═══ Source

Ma fille ne veut simplement pas me quitter, surtout après un week-end joyeux ou un long congé passé à jouer en toute liberté. S’arracher à mes bras et au bonheur qui habite notre maison est un vrai supplice même si, aux dires de son éducatrice, une fois la porte refermée, le cordon coupé et les larmes séchées, elle retrouve vite sa joie de vivre en compagnie de ses amis.
Un matin de larmes, ça passe. Deux matins aussi, mais au bout de 3, 4, 5 ou 6, je doute, je la console, je philosophe, je m’en veux, je l’ignore, je m’énerve. Je passe par toute la gamme des émotions, car je ne sais pas quoi faire à part me sentir mal en ruminant ses larmes. Ça me tue. Je sais. C’est idiot. La vie est une longue succession de petits et grands deuils. Des malheurs et des séparations, elle n’a pas fini d’en vivre. Je sais tout ça. Je pourrais même consoler tous les parents du monde qui vivent la même chose que moi. Trouver les mots qui réconfortent, ouvrir grandes mes oreilles pour simplement les écouter. Raisonner le malheur des autres est si facile. Le mien, c’est autre chose. Sa tristesse descend directement dans mes tripes sans passer par la case cerveau. C’est plus fort que moi. Comme on dit, le coeur a ses raisons que la raison ignore. Pour éviter les maux de ventre, j’ai fini par en parler autour de moi et, franchement, j’ai bien fait.

══════
═══ Données fournies

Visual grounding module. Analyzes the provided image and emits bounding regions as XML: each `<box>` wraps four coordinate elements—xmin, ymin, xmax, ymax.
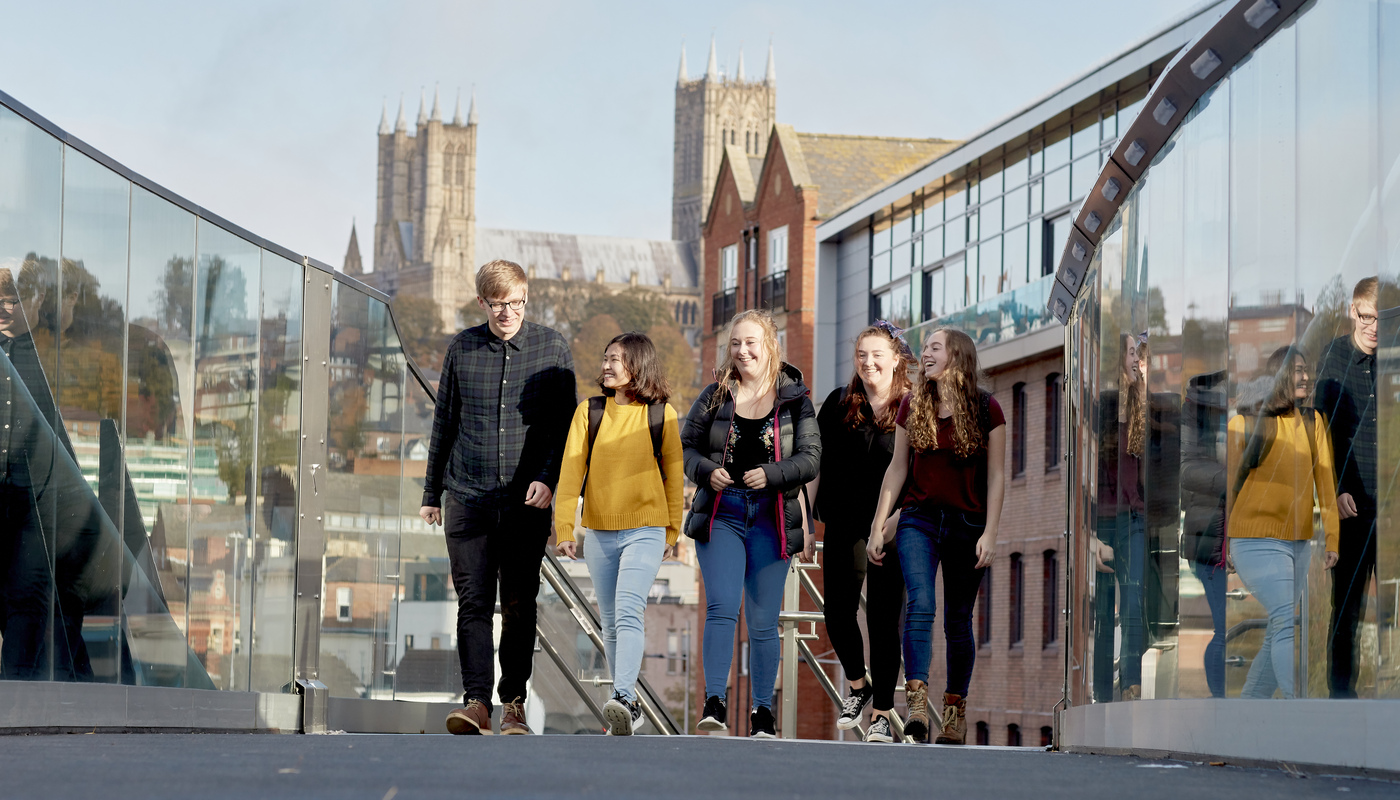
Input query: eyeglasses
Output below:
<box><xmin>486</xmin><ymin>300</ymin><xmax>525</xmax><ymax>314</ymax></box>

══════

Consignes |
A – Les affirmations suivantes concordent-elles avec la source ? Pour chacune, répondez par oui ou par non et citez exactement les mots du texte qui tranchent.
(i) D'après l'éducatrice, la fillette retrouve vite sa joie une fois la porte refermée.
(ii) La personne qui raconte trouve difficile de réconforter les autres parents.
(iii) La personne qui raconte a fini par parler de la situation autour d'elle.
B – Recopiez le passage de la source commençant par « Ma fille ne » et se terminant par « de ses amis. ».

Corrigé complet |
A –
(i) Oui : « aux dires de son éducatrice, une fois la porte refermée, le cordon coupé et les larmes séchées, elle retrouve vite sa joie de vivre en compagnie de ses amis ».
(ii) Non : « Raisonner le malheur des autres est si facile. »
(iii) Oui : « j’ai fini par en parler autour de moi ».

B –
Ma fille ne veut simplement pas me quitter, surtout après un week-end joyeux ou un long congé passé à jouer en toute liberté. S’arracher à mes bras et au bonheur qui habite notre maison est un vrai supplice même si, aux dires de son éducatrice, une fois la porte refermée, le cordon coupé et les larmes séchées, elle retrouve vite sa joie de vivre en compagnie de ses amis.